→ Provided data:
┌────────
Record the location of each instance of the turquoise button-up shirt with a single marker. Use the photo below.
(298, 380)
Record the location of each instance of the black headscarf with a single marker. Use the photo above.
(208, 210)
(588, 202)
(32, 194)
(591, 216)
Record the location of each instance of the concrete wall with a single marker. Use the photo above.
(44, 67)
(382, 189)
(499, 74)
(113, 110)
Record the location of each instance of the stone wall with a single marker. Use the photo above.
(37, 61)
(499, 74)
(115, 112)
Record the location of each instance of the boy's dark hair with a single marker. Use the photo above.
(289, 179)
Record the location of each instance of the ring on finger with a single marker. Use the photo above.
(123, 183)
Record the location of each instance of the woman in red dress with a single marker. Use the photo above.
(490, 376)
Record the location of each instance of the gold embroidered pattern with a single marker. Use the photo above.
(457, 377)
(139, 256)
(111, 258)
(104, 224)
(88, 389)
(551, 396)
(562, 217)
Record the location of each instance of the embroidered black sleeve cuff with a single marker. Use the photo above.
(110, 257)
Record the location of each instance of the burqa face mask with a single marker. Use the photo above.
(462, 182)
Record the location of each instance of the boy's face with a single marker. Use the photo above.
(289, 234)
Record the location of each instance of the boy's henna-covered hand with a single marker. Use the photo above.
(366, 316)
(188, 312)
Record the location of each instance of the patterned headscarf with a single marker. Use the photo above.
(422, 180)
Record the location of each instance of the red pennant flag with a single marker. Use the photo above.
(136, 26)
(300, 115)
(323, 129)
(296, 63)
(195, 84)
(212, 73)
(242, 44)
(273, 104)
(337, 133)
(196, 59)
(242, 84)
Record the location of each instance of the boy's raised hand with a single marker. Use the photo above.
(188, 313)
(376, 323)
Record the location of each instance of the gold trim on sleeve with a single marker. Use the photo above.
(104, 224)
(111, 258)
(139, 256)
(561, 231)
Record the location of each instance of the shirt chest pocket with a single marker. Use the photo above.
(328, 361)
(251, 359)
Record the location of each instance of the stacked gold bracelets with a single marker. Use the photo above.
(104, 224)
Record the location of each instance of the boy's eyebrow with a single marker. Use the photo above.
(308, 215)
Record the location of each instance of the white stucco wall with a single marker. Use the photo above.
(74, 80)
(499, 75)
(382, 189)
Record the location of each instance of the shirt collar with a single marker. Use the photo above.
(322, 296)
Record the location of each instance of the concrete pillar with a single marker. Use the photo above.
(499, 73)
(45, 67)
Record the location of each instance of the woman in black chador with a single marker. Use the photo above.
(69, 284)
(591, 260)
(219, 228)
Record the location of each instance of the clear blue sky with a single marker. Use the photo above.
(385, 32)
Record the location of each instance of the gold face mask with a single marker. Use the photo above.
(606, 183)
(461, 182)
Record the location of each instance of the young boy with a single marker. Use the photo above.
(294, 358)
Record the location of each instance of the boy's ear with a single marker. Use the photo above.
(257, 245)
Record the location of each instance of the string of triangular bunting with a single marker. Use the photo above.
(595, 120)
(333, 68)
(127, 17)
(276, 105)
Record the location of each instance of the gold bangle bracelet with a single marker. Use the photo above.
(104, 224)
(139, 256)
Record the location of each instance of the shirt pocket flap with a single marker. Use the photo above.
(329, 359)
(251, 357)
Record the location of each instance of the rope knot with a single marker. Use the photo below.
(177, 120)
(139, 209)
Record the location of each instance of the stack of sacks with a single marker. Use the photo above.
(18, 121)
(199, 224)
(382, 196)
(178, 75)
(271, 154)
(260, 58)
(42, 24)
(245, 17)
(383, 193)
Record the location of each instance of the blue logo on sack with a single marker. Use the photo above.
└────────
→ About this task: Copy every record above exactly as it appears.

→ Exercise response:
Record the location of each instance of the turquoise button-up shirt with a single marker. Use the photo below.
(298, 380)
Record the location of each instance of the black headscarf with a single marker. Use the photo above.
(208, 210)
(588, 202)
(32, 194)
(591, 216)
Record the location of each instance of the concrete wall with a single marker. Use the photo above.
(44, 67)
(382, 189)
(499, 74)
(113, 110)
Record the location of each instance of the stone wall with a single marker. Use the photo above.
(37, 61)
(499, 74)
(115, 112)
Record the location of each instance of the boy's dark hair with a single marker. Use the photo above.
(289, 179)
Record the location of each instance of the ring on finger with a single marker. Use the photo above.
(123, 183)
Record the location of each instance of the woman in red dress with a single marker. Use the photo above.
(490, 376)
Record the location of each instance of the gold embroidered pattern with a single marker. Use the photo above.
(457, 377)
(139, 256)
(111, 258)
(104, 224)
(88, 389)
(551, 396)
(562, 217)
Record the location of each instance of the embroidered black sleeve cuff with a single marker. Use the photo above.
(110, 257)
Record the location of each instance of the burqa face mask with a single marker. Use the photo above.
(462, 182)
Record the location of each instance of the boy's face with a single marker. Use the photo above.
(289, 234)
Record the location of each instance of the boy's henna-covered hand with a single marker. Use the photo above.
(366, 316)
(188, 312)
Record the location of each instance of the patterned headscarf with a single marker. Use the photo above.
(422, 180)
Record the location of each instance of the red pennant flag with a single marker. Use the photo above.
(136, 26)
(300, 115)
(323, 129)
(296, 63)
(195, 84)
(212, 73)
(242, 44)
(273, 104)
(337, 133)
(196, 59)
(242, 84)
Record the location of each instance of the boy's raised hand with a single marker. Use the photo above.
(188, 313)
(376, 323)
Record the location of each instance of the gold trim on sleeve with a single marker. Use the photo above.
(104, 224)
(111, 258)
(139, 256)
(561, 231)
Record the location of each instance of the shirt chest pocket with a single marker. Use the photo above.
(328, 361)
(251, 359)
Record the location of each instance of the stacked gold bracelets with a single marker. Use the photo above.
(104, 224)
Record the location of each instance of the boy's eyebrow with a single marker. Use the photo above.
(308, 215)
Record the location of each instance of the white stucco wall with a single marker. Use the photo above.
(74, 80)
(499, 75)
(382, 189)
Record the location of each instance of the shirt collar with a single marker. Use the photo above.
(322, 296)
Record the location of each instance of the concrete pillar with a single marker. Use the photo above.
(499, 73)
(45, 67)
Record the location of each instance of the woman in black chador with a single marker. Use the photo above.
(69, 284)
(591, 260)
(219, 228)
Record the location of each instance of the clear blue sky with a single marker. Use the photo above.
(385, 32)
Record the location of each instance of the gold face mask with a single marker. Use the photo above.
(606, 183)
(461, 182)
Record the location of each instance of the young boy with a single marker. Use the photo above.
(294, 358)
Record the location of each instance of the boy's ear with a single marker. Use the photo above.
(257, 245)
Record the location of each instance of the string of triangular bunting with a single marker. Use the photo above.
(595, 120)
(333, 68)
(127, 17)
(276, 105)
Record the location of each instance of the gold bangle bracelet with a single marker. Use the photo above.
(104, 224)
(139, 256)
Record the location of each instance of the shirt pocket flap with a single marker. Use the photo above.
(329, 359)
(251, 357)
Record the location of each instance of the rope knot with a single marker. Use the photo below.
(177, 120)
(139, 209)
Record the location of each instance of the stack of sacks with a single marker. Use the photo above.
(18, 121)
(199, 224)
(382, 196)
(178, 75)
(271, 154)
(260, 58)
(42, 24)
(245, 17)
(383, 193)
Record the location of each instance of the blue logo on sack with a single marker. Use the photo above.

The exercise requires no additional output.